_WHAT YOU SHOULD DO_:
Images do not belong in the copy; retype the rest of the entries below exactly.

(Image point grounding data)
--- --- ---

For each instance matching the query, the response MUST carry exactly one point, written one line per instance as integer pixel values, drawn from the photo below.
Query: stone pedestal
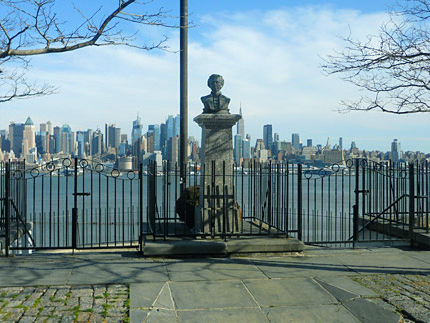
(216, 186)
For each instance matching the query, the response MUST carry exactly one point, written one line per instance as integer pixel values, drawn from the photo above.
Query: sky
(269, 53)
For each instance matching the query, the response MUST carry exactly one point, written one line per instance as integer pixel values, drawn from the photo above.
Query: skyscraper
(97, 143)
(136, 133)
(396, 152)
(246, 146)
(66, 140)
(295, 141)
(241, 125)
(170, 124)
(267, 136)
(30, 133)
(238, 148)
(16, 132)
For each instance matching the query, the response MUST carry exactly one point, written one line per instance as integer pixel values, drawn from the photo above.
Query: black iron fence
(72, 203)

--- --- ---

_FINISHED EXERCISE_:
For each instance matching the query, the response MUST carry exactly one point, written one line per instance as integer pixel values, drawn from the photo below.
Query: stone pedestal
(216, 186)
For each instance matching the query, the response MUST carry exactly one point, written one line per instance as integer pixel values, drawn from the photo above.
Query: sky
(269, 53)
For each instance matching the query, the response MUST carry exactly one point, written one line per instance as integer pixel values, drawn from the photo above.
Query: skyscraper
(97, 143)
(136, 133)
(396, 152)
(246, 146)
(66, 140)
(295, 141)
(241, 125)
(170, 124)
(267, 136)
(30, 133)
(238, 148)
(16, 132)
For each instance matching the query, the response MUST carry exactly one point, written one line per instance as integer pixel values, drawn from the photo above.
Query: black iron fence
(72, 203)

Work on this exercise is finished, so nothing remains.